Tasks:
#1 Please answer these from the text on the SPIDER telescope, each in a few words:
(a) What does the name SPIDER stand for?
(b) By how much could SPIDER reduce the size and weight of telescopes, according to the company?
(c) What is the science called in which tiny lenslets piece together visual information like a jigsaw puzzle?
#2 Carry on the text on the SPIDER telescope from its final sentence, keeping its plain explanatory tone.

Shrinking the Telescope: Lockheed Martin is working on new technology that reduces dramatically the size of telescope.
The new tech by Lockheed Martin called Segmented Planar Imaging Detector for Electro-optical Reconnaissance (or SPIDER), will eliminate all the bulk of traditional telescopes.
A thin, scalable array of tiny lenslets piece together visual information like a jigsaw puzzle. A science called interferometry.
Lighter instruments that are faster to build mean cheaper launches, multi-mission spacecraft and even benefits down here on Earth.
According to the company, SPIDER could reduce the size and weight of telescopes by 10 to 100 times.
In fact, even if you’re looking at the stars using only the light-sensitive cells in your eyes, the image-forming process works the same way. Both methods collect light from an object and then reflect that light to form an image. Just like observatories and science classrooms use telescopes to gaze up, satellites use telescopes, too. That’s how we get map images and weather forecasts, and you may recognize the most famous of these eyes in space, the incredible Hubble Space Telescope.

Excerpted data:

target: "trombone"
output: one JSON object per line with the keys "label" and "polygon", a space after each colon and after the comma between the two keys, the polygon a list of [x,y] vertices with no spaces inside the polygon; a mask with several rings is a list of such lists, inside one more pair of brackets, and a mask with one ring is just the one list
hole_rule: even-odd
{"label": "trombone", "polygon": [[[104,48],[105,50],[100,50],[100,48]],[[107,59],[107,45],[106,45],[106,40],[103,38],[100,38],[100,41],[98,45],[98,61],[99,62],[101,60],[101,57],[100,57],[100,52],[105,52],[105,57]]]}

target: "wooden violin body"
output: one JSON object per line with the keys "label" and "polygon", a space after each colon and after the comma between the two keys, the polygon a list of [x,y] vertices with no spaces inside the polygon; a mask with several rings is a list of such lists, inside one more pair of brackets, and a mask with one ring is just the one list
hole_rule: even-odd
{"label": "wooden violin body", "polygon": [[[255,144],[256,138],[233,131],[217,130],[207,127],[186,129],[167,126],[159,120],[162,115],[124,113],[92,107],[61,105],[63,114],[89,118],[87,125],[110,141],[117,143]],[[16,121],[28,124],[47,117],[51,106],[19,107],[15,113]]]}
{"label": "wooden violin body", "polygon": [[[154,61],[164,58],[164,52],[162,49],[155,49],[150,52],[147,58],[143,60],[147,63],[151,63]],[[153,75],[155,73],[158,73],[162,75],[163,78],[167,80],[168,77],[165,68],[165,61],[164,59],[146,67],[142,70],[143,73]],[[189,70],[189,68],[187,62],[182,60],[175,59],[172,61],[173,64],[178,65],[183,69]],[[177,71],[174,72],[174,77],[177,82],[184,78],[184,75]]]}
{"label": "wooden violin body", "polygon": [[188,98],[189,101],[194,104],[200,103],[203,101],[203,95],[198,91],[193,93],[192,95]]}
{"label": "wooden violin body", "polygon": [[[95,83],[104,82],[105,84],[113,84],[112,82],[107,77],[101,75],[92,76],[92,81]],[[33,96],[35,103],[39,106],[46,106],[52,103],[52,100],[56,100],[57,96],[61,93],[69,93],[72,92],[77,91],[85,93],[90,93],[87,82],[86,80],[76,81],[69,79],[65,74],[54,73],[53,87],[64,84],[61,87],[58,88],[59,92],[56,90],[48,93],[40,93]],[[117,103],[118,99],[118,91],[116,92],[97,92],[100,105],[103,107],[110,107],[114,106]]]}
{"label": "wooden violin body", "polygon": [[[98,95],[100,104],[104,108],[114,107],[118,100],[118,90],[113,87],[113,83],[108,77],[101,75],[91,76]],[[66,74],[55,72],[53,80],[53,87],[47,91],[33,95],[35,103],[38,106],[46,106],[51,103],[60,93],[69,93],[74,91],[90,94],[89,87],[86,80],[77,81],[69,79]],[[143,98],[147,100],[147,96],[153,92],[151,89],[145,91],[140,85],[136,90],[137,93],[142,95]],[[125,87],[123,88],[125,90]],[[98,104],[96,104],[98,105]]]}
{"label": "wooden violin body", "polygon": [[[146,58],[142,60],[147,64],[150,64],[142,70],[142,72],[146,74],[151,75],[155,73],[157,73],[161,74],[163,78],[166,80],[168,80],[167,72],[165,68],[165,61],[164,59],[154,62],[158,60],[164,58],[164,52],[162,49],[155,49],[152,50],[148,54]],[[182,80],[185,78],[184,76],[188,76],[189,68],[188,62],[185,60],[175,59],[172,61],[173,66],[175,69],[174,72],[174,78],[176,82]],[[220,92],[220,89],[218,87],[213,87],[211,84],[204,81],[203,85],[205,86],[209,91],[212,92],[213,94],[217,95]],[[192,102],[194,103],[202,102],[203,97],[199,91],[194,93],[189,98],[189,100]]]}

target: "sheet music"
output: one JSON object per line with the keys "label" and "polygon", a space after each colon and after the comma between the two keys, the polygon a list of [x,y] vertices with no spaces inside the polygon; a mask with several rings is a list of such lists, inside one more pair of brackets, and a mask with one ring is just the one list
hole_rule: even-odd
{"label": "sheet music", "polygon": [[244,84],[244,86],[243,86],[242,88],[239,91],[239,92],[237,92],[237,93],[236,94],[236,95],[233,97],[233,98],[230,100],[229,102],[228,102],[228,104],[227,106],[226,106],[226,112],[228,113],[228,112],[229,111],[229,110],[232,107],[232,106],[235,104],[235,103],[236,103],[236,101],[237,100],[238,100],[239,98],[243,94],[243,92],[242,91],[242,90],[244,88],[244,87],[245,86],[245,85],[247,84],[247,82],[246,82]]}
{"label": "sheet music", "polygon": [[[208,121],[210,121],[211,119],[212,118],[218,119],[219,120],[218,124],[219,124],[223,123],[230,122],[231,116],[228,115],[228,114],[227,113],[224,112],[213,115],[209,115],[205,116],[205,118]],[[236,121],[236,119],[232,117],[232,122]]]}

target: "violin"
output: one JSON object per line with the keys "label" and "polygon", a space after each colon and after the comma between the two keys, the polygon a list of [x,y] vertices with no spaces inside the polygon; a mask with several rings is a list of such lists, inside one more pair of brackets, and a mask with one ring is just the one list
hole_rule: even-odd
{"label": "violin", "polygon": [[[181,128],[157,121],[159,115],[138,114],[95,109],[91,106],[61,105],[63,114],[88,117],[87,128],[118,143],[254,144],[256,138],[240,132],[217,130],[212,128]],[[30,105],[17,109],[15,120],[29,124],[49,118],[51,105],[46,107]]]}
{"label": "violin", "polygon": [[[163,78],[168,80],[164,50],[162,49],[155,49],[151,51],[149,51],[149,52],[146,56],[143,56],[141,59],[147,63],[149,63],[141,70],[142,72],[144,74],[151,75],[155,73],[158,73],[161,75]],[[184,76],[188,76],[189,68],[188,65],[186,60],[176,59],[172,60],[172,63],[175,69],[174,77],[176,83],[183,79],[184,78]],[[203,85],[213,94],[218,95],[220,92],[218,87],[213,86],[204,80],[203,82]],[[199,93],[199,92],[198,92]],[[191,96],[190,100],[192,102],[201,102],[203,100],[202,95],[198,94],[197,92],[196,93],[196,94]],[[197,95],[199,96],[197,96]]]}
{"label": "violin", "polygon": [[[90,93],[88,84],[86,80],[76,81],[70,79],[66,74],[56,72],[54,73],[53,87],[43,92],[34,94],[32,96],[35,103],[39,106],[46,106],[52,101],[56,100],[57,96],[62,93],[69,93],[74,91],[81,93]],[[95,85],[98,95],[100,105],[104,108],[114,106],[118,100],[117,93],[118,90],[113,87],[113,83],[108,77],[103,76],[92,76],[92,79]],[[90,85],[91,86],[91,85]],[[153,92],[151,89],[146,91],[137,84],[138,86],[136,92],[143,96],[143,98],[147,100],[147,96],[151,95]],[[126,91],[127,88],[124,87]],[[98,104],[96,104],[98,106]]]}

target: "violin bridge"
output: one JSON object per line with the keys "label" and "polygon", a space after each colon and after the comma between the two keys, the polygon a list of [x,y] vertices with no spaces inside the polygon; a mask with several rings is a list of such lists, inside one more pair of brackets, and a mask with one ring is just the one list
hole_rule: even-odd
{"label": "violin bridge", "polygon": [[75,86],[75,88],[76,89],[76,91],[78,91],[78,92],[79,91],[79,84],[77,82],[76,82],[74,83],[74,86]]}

Answer list:
#1
(a) Segmented Planar Imaging Detector for Electro-optical Reconnaissance
(b) By 10 to 100 times
(c) Interferometry

#2
From space, the need for higher-resolution imaging to resolve far away objects requires bigger and bigger telescopes to the point where the size, weight and power of the telescope can completely dominate a system. Plus, it’s also really expensive to put big, heavy objects in space.
Danielle Wuchenich, senior research scientist at Lockheed Martin’s Advanced Technology Center in Palo Alto, California, said:
“We can only scale the size and weight of telescopes so much before it becomes impractical to launch them into orbit and beyond. Besides, the way our eye works is not the only way to process images from the world around us.”